** BEGIN DATASET CONTENT **
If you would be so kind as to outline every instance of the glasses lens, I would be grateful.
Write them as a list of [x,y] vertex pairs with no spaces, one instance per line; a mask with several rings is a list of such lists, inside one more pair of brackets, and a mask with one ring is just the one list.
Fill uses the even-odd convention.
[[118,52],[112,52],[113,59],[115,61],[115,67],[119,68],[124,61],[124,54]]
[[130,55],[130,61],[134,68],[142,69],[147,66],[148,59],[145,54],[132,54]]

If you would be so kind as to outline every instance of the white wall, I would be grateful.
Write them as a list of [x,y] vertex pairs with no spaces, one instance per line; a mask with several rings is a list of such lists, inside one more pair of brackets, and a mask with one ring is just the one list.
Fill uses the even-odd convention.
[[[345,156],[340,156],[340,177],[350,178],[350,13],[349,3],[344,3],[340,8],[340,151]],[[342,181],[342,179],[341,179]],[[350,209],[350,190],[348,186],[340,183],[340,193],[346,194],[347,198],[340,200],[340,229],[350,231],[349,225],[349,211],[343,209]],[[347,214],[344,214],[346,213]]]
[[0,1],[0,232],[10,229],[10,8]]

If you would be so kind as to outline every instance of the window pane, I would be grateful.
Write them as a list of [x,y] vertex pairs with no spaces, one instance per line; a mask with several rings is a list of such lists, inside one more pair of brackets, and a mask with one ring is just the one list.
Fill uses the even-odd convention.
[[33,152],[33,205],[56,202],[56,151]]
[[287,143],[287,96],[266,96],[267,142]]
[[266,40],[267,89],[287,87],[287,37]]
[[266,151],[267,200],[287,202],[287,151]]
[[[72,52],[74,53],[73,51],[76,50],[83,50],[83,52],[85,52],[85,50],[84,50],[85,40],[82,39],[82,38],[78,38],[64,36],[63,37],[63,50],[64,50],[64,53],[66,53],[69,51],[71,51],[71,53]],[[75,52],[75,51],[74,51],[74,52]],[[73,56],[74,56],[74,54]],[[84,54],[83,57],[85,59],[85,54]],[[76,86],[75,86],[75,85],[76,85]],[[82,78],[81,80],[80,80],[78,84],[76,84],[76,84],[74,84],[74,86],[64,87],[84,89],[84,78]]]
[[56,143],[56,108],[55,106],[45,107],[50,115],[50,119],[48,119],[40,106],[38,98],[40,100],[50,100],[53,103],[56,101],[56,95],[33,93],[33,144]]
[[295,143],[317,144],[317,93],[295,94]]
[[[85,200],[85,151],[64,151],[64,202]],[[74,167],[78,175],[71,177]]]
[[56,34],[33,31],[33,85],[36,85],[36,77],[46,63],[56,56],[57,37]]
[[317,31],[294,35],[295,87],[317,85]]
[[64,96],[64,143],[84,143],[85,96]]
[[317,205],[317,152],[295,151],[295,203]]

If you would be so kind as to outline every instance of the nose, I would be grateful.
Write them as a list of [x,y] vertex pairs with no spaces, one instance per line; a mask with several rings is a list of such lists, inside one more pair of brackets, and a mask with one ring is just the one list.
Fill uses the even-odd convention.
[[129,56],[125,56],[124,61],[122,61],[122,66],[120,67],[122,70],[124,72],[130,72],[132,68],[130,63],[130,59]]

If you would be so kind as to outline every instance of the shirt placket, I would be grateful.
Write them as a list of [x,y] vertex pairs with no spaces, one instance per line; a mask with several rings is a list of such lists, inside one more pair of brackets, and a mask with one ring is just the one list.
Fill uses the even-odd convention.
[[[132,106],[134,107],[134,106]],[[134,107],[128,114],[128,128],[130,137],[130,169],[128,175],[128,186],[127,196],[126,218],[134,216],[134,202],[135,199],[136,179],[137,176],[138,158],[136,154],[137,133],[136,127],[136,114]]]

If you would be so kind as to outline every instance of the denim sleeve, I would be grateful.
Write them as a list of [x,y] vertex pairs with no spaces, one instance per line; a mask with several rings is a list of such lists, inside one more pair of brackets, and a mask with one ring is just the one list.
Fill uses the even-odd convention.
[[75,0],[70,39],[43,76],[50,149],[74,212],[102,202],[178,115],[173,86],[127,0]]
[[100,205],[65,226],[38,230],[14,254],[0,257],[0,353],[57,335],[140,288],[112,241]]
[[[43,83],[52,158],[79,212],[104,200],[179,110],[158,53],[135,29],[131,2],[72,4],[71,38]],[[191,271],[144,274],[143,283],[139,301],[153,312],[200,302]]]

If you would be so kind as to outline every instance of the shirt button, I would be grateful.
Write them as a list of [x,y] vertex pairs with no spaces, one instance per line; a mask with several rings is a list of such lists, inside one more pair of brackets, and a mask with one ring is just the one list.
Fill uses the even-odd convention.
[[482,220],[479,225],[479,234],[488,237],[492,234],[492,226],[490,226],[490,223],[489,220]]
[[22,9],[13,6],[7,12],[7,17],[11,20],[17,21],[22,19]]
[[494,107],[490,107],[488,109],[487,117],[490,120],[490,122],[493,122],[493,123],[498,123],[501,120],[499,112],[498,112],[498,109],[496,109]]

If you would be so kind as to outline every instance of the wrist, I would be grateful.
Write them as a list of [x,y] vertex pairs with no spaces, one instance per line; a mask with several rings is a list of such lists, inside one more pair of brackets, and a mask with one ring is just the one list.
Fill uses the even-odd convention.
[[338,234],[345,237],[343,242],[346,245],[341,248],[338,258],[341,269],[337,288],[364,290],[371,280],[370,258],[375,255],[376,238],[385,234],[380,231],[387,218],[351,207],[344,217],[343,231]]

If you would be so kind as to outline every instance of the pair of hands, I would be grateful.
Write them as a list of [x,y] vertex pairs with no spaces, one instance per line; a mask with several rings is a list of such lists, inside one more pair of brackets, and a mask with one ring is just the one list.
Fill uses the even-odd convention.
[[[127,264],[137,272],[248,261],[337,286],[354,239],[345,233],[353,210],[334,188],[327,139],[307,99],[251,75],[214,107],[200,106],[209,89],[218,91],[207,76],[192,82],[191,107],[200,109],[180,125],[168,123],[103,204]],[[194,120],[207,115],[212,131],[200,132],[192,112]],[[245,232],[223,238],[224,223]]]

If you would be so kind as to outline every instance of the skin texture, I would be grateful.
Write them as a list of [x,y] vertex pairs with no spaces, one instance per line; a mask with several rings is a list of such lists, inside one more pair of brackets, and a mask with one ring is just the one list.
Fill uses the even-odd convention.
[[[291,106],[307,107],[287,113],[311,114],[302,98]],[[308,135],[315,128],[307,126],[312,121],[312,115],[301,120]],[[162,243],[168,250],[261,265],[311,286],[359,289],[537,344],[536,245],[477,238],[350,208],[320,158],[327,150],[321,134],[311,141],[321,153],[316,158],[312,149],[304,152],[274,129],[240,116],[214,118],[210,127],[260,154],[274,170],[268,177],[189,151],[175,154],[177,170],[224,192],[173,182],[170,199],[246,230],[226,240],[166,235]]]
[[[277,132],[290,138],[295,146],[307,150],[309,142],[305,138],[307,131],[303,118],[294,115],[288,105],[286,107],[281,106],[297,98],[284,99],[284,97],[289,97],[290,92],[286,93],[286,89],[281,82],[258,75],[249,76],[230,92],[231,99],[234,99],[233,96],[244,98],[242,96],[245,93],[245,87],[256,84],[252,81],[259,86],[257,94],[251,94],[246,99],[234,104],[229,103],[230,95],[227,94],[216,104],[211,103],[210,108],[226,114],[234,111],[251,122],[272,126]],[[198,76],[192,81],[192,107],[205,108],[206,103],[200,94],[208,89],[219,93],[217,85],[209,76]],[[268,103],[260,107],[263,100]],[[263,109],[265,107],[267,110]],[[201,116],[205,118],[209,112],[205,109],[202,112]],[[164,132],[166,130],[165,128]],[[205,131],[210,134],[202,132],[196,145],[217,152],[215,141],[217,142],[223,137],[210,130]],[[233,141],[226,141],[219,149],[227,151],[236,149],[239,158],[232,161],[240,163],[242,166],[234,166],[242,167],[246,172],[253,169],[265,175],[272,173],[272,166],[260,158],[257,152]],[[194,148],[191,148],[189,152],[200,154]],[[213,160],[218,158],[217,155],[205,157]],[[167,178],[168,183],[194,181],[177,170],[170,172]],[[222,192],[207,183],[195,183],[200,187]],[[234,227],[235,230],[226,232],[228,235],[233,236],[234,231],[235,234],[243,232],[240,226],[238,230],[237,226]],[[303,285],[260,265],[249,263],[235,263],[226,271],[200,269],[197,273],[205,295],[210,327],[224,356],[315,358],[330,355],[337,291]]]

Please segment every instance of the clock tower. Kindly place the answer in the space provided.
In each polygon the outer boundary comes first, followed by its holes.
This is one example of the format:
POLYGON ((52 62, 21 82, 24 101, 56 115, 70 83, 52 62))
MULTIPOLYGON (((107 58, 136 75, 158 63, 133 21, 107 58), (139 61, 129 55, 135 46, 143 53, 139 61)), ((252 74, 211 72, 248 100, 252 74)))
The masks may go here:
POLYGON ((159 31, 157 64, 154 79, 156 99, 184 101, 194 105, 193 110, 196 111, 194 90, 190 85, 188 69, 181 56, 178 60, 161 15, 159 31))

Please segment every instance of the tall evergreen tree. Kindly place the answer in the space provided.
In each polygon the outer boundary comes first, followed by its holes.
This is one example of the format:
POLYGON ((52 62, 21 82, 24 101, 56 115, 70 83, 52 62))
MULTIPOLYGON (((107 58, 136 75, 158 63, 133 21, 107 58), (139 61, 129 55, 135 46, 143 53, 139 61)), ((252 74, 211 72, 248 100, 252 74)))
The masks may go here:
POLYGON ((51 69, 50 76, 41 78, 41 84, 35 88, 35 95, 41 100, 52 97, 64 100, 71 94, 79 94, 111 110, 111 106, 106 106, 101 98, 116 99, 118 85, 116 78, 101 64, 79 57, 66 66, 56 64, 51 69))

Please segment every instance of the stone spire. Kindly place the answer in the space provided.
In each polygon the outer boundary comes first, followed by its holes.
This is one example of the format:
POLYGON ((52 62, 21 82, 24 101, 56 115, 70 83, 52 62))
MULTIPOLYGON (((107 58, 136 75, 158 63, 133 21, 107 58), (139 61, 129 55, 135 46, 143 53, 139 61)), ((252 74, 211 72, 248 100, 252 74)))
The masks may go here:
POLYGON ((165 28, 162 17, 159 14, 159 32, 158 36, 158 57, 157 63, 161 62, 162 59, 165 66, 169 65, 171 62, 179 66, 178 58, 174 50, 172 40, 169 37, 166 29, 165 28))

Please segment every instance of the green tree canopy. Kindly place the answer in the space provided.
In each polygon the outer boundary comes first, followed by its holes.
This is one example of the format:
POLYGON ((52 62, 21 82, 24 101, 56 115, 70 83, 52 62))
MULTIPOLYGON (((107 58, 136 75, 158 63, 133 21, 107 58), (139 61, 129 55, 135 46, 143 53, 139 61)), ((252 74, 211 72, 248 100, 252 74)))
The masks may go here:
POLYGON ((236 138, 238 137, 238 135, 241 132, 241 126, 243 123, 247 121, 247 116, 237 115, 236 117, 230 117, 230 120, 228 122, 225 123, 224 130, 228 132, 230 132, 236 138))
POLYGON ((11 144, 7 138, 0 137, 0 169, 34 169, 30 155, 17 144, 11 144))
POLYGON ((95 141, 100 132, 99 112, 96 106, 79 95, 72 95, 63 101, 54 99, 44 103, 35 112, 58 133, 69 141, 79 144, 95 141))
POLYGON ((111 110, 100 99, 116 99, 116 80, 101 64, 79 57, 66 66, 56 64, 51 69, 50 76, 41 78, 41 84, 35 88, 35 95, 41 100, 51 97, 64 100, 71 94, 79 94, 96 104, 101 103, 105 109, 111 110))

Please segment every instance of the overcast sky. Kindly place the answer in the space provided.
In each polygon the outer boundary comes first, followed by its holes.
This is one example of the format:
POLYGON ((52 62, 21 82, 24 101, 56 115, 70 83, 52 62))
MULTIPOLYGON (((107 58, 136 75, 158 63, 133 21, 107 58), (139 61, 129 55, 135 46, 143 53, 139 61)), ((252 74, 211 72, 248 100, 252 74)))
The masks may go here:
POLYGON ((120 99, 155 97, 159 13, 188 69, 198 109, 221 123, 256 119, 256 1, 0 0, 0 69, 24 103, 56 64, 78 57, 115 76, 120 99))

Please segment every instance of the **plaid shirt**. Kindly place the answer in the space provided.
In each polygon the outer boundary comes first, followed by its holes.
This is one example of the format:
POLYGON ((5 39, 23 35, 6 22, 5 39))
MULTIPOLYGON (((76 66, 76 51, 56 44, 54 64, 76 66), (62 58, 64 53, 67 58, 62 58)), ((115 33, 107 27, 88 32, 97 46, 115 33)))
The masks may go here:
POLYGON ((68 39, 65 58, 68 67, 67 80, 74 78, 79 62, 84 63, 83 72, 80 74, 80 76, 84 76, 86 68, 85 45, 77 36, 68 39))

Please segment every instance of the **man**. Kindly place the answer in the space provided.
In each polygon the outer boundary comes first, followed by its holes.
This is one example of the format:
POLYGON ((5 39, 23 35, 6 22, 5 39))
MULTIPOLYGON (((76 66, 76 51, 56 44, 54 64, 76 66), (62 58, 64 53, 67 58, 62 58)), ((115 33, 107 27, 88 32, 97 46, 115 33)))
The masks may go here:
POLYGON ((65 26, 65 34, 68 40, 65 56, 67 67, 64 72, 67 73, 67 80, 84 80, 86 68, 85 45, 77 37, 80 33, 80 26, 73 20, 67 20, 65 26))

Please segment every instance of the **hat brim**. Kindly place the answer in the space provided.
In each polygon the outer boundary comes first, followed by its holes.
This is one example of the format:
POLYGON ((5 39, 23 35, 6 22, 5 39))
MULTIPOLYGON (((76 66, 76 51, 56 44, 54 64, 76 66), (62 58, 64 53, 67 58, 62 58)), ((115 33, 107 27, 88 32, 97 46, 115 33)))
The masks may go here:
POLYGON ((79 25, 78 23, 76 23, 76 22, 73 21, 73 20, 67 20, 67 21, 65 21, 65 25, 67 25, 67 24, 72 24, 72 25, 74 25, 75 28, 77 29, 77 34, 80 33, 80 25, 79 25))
** END DATASET CONTENT **
**REQUIREMENT**
Please transcribe the part of the material that begins with the line containing "Please segment every instance of the green" and ends with the line containing "POLYGON ((95 141, 100", keeping both of those lines and reproducing every character unchanged.

**THE RESPONSE**
Please segment every instance of the green tree canopy. Kindly place the answer in the space provided.
In each polygon the outer boundary comes first, followed by its holes.
This is one example of the format:
POLYGON ((52 62, 21 82, 24 101, 56 115, 70 83, 52 62))
MULTIPOLYGON (((107 58, 136 75, 158 63, 133 21, 107 58), (139 61, 129 55, 135 46, 143 53, 139 61)), ((252 74, 211 72, 248 100, 252 74)))
The masks may go here:
POLYGON ((236 138, 238 137, 238 135, 241 132, 241 126, 243 123, 247 121, 247 116, 237 115, 236 117, 230 117, 230 120, 228 122, 225 123, 224 130, 228 132, 230 132, 236 138))
POLYGON ((11 144, 7 138, 0 137, 0 169, 34 169, 30 155, 17 144, 11 144))
POLYGON ((95 141, 100 132, 99 112, 96 106, 79 95, 72 95, 63 101, 54 99, 44 103, 35 112, 58 133, 69 141, 79 144, 95 141))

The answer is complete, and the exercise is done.